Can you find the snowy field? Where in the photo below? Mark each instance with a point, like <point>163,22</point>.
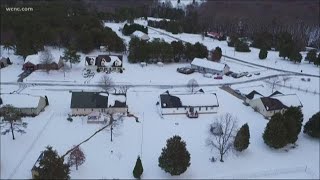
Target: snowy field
<point>116,159</point>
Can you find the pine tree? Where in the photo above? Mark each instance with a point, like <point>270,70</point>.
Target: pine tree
<point>293,119</point>
<point>263,53</point>
<point>311,56</point>
<point>174,158</point>
<point>241,141</point>
<point>76,157</point>
<point>312,127</point>
<point>275,134</point>
<point>51,166</point>
<point>138,169</point>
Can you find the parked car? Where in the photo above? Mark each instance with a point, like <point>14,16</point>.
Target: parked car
<point>207,75</point>
<point>185,70</point>
<point>218,77</point>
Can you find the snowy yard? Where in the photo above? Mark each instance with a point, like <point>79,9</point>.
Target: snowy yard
<point>116,159</point>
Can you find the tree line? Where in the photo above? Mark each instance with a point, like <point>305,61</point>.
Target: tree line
<point>159,50</point>
<point>60,24</point>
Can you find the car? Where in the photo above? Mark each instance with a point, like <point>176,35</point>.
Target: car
<point>218,77</point>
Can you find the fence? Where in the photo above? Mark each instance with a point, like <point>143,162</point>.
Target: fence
<point>273,172</point>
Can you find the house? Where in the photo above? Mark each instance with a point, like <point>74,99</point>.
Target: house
<point>85,103</point>
<point>28,105</point>
<point>34,62</point>
<point>275,103</point>
<point>105,63</point>
<point>140,35</point>
<point>4,62</point>
<point>206,66</point>
<point>188,104</point>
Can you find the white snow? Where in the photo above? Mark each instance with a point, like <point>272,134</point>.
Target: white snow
<point>20,100</point>
<point>199,99</point>
<point>288,99</point>
<point>205,63</point>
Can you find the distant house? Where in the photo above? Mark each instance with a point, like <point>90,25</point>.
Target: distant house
<point>34,62</point>
<point>85,103</point>
<point>206,66</point>
<point>140,35</point>
<point>4,62</point>
<point>188,104</point>
<point>275,103</point>
<point>28,105</point>
<point>105,63</point>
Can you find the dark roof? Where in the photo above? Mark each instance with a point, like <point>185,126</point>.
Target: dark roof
<point>272,104</point>
<point>169,101</point>
<point>251,95</point>
<point>275,93</point>
<point>88,100</point>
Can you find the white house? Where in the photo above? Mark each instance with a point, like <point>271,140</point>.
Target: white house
<point>28,105</point>
<point>275,103</point>
<point>188,104</point>
<point>206,66</point>
<point>140,35</point>
<point>85,103</point>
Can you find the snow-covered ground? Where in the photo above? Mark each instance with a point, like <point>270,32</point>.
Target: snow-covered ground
<point>116,159</point>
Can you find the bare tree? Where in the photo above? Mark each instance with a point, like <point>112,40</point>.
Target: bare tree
<point>106,82</point>
<point>115,120</point>
<point>273,83</point>
<point>285,79</point>
<point>222,133</point>
<point>192,85</point>
<point>76,157</point>
<point>11,121</point>
<point>46,59</point>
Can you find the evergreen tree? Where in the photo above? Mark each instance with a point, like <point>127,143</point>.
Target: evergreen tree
<point>311,56</point>
<point>138,169</point>
<point>71,55</point>
<point>174,158</point>
<point>293,119</point>
<point>263,53</point>
<point>312,127</point>
<point>51,166</point>
<point>275,133</point>
<point>241,141</point>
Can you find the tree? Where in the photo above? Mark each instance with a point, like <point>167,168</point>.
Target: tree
<point>46,59</point>
<point>12,118</point>
<point>311,56</point>
<point>224,141</point>
<point>216,54</point>
<point>106,82</point>
<point>241,141</point>
<point>138,169</point>
<point>293,119</point>
<point>312,127</point>
<point>76,157</point>
<point>174,158</point>
<point>274,83</point>
<point>70,54</point>
<point>275,133</point>
<point>51,166</point>
<point>263,53</point>
<point>192,85</point>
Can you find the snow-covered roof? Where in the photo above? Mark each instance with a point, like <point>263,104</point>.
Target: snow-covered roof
<point>288,100</point>
<point>20,100</point>
<point>36,58</point>
<point>181,100</point>
<point>208,64</point>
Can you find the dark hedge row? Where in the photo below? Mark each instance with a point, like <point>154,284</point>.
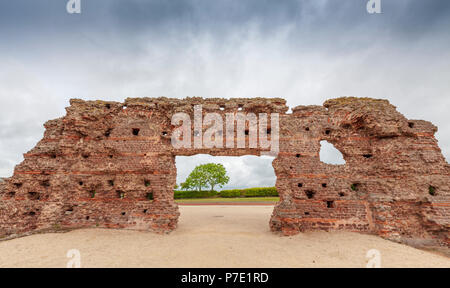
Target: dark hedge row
<point>194,194</point>
<point>250,192</point>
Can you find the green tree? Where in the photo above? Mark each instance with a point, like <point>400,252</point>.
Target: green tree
<point>205,175</point>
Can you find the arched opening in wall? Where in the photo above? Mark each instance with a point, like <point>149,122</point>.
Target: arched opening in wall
<point>330,155</point>
<point>244,203</point>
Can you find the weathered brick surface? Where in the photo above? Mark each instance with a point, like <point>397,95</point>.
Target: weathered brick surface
<point>90,170</point>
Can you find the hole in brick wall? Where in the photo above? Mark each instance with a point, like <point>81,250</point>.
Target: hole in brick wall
<point>33,195</point>
<point>108,132</point>
<point>355,186</point>
<point>329,154</point>
<point>310,194</point>
<point>45,183</point>
<point>346,126</point>
<point>432,190</point>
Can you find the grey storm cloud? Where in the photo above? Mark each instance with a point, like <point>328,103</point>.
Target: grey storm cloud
<point>304,51</point>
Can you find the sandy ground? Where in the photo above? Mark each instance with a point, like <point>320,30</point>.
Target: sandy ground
<point>212,236</point>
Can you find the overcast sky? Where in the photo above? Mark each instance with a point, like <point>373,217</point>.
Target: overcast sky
<point>304,51</point>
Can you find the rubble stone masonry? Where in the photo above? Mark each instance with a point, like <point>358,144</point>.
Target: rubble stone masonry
<point>111,164</point>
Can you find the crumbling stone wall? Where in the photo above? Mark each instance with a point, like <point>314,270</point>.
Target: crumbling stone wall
<point>111,164</point>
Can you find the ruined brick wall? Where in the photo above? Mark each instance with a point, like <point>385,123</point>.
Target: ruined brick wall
<point>110,164</point>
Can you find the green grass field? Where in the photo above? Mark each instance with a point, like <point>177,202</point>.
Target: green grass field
<point>230,200</point>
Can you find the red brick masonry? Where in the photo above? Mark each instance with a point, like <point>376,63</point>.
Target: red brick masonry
<point>100,164</point>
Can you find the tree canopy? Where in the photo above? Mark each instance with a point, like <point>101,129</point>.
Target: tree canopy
<point>205,175</point>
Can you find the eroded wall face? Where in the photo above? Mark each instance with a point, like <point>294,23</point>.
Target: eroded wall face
<point>110,164</point>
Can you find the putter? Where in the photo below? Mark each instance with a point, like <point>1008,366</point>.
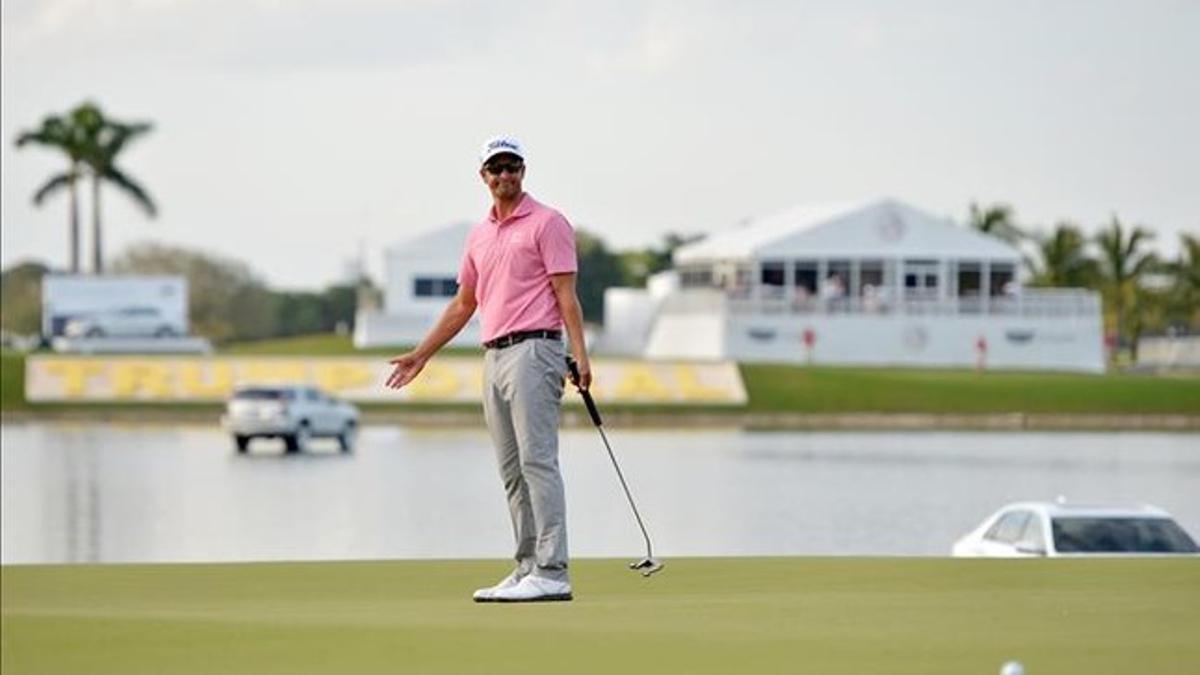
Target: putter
<point>648,565</point>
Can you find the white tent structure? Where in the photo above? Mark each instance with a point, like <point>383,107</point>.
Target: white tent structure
<point>420,278</point>
<point>876,282</point>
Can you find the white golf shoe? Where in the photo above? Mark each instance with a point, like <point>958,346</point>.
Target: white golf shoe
<point>485,595</point>
<point>533,589</point>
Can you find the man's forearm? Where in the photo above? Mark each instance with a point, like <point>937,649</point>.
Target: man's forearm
<point>573,317</point>
<point>453,318</point>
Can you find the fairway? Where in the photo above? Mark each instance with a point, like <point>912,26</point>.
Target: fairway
<point>823,615</point>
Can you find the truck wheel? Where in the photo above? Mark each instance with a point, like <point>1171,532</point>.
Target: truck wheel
<point>348,436</point>
<point>299,441</point>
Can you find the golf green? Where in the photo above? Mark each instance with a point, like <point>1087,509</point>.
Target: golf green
<point>826,615</point>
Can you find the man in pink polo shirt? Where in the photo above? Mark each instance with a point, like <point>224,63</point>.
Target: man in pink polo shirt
<point>519,269</point>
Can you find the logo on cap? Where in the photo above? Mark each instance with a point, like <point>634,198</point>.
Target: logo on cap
<point>503,143</point>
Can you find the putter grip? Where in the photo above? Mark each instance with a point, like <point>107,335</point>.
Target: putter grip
<point>587,395</point>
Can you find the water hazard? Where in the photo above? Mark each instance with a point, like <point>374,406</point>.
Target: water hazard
<point>108,493</point>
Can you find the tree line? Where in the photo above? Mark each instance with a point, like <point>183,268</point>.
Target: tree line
<point>1141,292</point>
<point>90,142</point>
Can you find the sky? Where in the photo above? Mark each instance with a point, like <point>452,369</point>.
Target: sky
<point>298,136</point>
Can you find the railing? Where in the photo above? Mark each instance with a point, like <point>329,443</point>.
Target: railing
<point>1027,303</point>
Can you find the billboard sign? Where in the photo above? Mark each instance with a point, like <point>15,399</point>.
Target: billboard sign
<point>114,306</point>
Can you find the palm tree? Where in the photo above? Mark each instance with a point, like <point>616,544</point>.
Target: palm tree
<point>109,141</point>
<point>64,135</point>
<point>1186,272</point>
<point>997,220</point>
<point>1122,267</point>
<point>1063,258</point>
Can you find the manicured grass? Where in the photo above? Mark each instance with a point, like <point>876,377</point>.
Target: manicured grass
<point>324,346</point>
<point>899,616</point>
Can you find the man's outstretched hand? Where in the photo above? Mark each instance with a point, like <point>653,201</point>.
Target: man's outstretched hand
<point>407,368</point>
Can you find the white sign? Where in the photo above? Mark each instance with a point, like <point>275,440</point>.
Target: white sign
<point>101,306</point>
<point>358,378</point>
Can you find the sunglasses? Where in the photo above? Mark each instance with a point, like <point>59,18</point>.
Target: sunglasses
<point>501,167</point>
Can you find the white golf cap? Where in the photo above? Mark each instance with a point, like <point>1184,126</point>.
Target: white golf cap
<point>499,145</point>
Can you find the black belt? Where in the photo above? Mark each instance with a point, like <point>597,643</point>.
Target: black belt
<point>520,336</point>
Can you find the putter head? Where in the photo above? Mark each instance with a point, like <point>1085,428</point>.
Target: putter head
<point>647,566</point>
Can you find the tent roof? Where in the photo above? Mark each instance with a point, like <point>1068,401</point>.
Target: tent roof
<point>880,228</point>
<point>448,239</point>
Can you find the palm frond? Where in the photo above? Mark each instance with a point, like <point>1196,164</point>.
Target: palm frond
<point>53,185</point>
<point>131,187</point>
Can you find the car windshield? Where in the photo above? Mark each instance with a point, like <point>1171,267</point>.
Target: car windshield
<point>1121,535</point>
<point>264,395</point>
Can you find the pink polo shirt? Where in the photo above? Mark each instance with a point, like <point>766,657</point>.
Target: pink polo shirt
<point>509,264</point>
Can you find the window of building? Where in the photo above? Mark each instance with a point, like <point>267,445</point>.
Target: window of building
<point>807,276</point>
<point>435,286</point>
<point>1002,279</point>
<point>695,276</point>
<point>1008,529</point>
<point>870,275</point>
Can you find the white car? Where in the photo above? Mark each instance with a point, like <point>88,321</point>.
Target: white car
<point>295,413</point>
<point>1068,530</point>
<point>124,322</point>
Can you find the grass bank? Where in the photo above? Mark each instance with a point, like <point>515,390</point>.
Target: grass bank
<point>786,390</point>
<point>700,615</point>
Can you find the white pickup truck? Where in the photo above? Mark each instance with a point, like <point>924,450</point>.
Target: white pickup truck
<point>295,413</point>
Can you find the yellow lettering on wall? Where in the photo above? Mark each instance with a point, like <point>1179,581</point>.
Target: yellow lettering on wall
<point>142,380</point>
<point>436,381</point>
<point>335,377</point>
<point>693,389</point>
<point>641,382</point>
<point>274,372</point>
<point>205,380</point>
<point>75,375</point>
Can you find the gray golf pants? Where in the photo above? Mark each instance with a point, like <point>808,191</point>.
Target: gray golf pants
<point>522,394</point>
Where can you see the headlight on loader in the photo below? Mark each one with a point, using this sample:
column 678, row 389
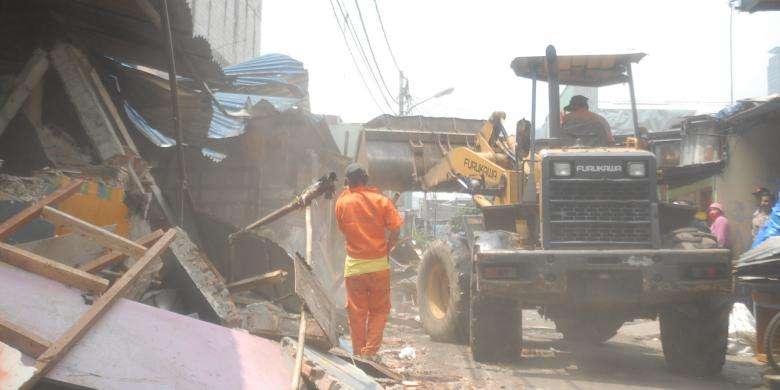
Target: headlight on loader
column 561, row 169
column 637, row 169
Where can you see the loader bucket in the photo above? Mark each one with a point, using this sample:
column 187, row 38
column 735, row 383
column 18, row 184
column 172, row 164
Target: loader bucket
column 396, row 160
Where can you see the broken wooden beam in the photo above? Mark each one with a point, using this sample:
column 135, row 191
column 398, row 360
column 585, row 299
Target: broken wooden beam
column 317, row 299
column 102, row 236
column 115, row 257
column 51, row 269
column 30, row 76
column 266, row 279
column 59, row 348
column 201, row 281
column 86, row 100
column 25, row 341
column 9, row 226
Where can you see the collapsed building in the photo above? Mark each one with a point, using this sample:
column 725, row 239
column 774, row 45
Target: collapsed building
column 722, row 157
column 85, row 105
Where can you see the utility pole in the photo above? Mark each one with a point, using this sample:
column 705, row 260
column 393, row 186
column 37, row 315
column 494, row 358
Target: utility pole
column 403, row 94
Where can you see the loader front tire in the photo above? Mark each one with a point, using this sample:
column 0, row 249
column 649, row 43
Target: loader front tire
column 443, row 290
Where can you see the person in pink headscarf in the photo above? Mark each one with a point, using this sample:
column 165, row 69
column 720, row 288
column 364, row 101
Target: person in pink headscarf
column 719, row 225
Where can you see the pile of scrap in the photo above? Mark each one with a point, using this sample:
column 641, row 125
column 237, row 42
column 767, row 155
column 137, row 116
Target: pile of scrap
column 761, row 261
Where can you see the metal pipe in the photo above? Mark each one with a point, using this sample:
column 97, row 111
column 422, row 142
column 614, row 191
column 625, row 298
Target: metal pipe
column 554, row 98
column 174, row 86
column 532, row 136
column 633, row 101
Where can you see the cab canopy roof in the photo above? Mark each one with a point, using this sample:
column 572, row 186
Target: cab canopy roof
column 584, row 70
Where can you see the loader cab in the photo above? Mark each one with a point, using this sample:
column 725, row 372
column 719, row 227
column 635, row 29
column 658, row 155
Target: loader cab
column 589, row 194
column 576, row 70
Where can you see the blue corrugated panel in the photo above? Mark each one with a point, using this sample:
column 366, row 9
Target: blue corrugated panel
column 271, row 75
column 225, row 126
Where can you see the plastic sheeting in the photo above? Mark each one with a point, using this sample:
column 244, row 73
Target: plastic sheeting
column 771, row 227
column 742, row 330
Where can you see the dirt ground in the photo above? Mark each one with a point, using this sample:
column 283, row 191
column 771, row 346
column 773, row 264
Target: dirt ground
column 632, row 359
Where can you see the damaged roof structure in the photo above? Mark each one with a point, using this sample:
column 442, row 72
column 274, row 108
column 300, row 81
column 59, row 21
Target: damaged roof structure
column 722, row 157
column 85, row 105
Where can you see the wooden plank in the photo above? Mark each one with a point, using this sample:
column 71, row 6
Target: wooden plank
column 86, row 102
column 28, row 78
column 59, row 348
column 107, row 101
column 136, row 346
column 114, row 257
column 51, row 269
column 10, row 225
column 317, row 299
column 102, row 236
column 29, row 343
column 268, row 278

########

# 出題内容
上の資料のうち、「Can you find the white golf cap?」を含む行から始まり「<point>520,336</point>」を含む行で終わる範囲を、1行につき1つの文字列とするJSONのリストとして書き表してください。両端の行も含め、空行は除き、この範囲の行だけを対象とします。

# 解答全文
[
  "Can you find the white golf cap? Where in the photo above? Mark each instance with a point, like <point>1184,126</point>.",
  "Target: white golf cap",
  "<point>499,145</point>",
  "Can you find the black belt? Where in the photo above? Mark each instance with a point, like <point>597,643</point>.",
  "Target: black belt",
  "<point>520,336</point>"
]